## TEXTE CITÉ
++++++++++

Agrandissement : Illustration 1


Agrandissement : Illustration 2


Agrandissement : Illustration 3


Agrandissement : Illustration 4

Nucléaire : quelle « transparence » ?
Habitant à proximité de plusieurs réacteurs, la catastrophe de Fukushima m'a incitée à veiller de près à ce qui se passe dans les 2 centrales atomiques à proximité desquelles je vis.
Donc, depuis 2011, j' épluche les sites internet de celles-ci, je suis les activités des commissions locales d'information, je lis assidûment la presse nationale et locale etc.
La loi du 13 juin 2006, relative à la transparence et à la sécurité en matière nucléaire (loi TSN) a reconnu le droit du public à une information fiable et accessible : « toute personne a le droit d'être informée sur les risques liés aux activités nucléaires et leur impact sur la santé et la sécurité des personnes, ainsi que sur l'environnement et sur les rejets deffluents des installations ».

++++++++++

## ENREGISTREMENTS LISTÉS

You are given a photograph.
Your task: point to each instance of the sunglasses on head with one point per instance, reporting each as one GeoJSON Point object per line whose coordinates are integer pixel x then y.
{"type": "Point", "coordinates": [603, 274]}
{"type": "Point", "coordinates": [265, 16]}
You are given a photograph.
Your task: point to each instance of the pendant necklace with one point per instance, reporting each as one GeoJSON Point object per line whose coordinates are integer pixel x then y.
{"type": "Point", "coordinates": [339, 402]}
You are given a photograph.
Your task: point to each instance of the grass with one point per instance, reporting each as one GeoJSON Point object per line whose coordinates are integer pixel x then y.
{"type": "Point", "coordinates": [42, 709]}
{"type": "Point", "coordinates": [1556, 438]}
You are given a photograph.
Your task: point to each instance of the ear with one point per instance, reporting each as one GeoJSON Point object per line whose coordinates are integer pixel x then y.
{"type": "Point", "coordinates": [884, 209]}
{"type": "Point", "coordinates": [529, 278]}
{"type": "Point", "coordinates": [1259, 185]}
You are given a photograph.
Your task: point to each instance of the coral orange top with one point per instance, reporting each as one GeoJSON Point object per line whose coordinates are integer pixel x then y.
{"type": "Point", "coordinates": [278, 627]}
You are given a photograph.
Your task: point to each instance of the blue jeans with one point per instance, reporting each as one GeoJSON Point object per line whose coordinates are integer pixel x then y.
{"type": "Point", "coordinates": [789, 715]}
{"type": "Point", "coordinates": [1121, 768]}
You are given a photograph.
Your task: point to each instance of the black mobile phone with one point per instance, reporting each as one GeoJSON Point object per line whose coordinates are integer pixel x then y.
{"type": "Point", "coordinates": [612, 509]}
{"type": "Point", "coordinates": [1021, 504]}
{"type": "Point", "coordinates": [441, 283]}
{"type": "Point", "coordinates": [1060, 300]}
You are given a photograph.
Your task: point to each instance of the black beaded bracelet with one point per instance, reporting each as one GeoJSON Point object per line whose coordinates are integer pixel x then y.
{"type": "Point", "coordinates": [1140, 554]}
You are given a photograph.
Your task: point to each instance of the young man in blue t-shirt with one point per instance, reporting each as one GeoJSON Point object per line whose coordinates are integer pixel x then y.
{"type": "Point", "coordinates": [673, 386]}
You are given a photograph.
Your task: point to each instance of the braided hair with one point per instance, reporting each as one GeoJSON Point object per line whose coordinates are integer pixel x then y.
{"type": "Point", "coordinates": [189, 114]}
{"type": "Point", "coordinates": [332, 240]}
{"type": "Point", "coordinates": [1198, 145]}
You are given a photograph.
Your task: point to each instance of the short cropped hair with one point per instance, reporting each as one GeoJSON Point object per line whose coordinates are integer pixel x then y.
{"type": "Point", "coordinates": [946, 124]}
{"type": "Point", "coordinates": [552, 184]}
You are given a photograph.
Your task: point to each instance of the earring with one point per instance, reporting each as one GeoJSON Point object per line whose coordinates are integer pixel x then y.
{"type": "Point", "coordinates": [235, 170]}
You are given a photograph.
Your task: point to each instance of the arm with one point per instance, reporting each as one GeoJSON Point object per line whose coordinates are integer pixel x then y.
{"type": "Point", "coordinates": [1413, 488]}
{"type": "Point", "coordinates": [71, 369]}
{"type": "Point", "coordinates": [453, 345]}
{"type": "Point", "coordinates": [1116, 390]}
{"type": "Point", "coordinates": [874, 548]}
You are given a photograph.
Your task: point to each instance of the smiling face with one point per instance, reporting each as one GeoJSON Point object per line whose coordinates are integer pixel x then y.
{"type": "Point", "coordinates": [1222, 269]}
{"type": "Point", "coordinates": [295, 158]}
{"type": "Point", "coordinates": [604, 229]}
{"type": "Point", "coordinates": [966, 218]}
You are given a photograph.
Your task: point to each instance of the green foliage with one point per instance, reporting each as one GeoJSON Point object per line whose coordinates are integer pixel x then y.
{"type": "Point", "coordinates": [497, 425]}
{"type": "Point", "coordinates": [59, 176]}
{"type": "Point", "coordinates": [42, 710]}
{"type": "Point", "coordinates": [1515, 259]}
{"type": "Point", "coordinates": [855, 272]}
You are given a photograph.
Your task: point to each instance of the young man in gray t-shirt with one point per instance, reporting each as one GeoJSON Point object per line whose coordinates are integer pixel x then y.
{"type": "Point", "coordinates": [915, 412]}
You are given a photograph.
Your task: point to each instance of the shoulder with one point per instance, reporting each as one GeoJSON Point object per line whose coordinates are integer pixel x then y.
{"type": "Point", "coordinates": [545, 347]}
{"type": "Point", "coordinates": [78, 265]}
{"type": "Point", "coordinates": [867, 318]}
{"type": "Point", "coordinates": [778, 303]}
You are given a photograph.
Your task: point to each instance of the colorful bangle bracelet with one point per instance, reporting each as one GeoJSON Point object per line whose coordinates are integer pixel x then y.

++++++++++

## CONSIGNE ÉCRITE 1
Veuillez recopier intégralement le texte sur la transparence nucléaire, sans y changer un seul mot.
## CONSIGNE ÉCRITE 2
Repérez dans les enregistrements chaque ligne qui contient le mot « head », puis recopiez toutes ces lignes.

## RÉSULTAT ATTENDU 1
Agrandissement : Illustration 1


Agrandissement : Illustration 2


Agrandissement : Illustration 3


Agrandissement : Illustration 4

Nucléaire : quelle « transparence » ?
Habitant à proximité de plusieurs réacteurs, la catastrophe de Fukushima m'a incitée à veiller de près à ce qui se passe dans les 2 centrales atomiques à proximité desquelles je vis.
Donc, depuis 2011, j' épluche les sites internet de celles-ci, je suis les activités des commissions locales d'information, je lis assidûment la presse nationale et locale etc.
La loi du 13 juin 2006, relative à la transparence et à la sécurité en matière nucléaire (loi TSN) a reconnu le droit du public à une information fiable et accessible : « toute personne a le droit d'être informée sur les risques liés aux activités nucléaires et leur impact sur la santé et la sécurité des personnes, ainsi que sur l'environnement et sur les rejets deffluents des installations ».

## RÉSULTAT ATTENDU 2
Your task: point to each instance of the sunglasses on head with one point per instance, reporting each as one GeoJSON Point object per line whose coordinates are integer pixel x then y.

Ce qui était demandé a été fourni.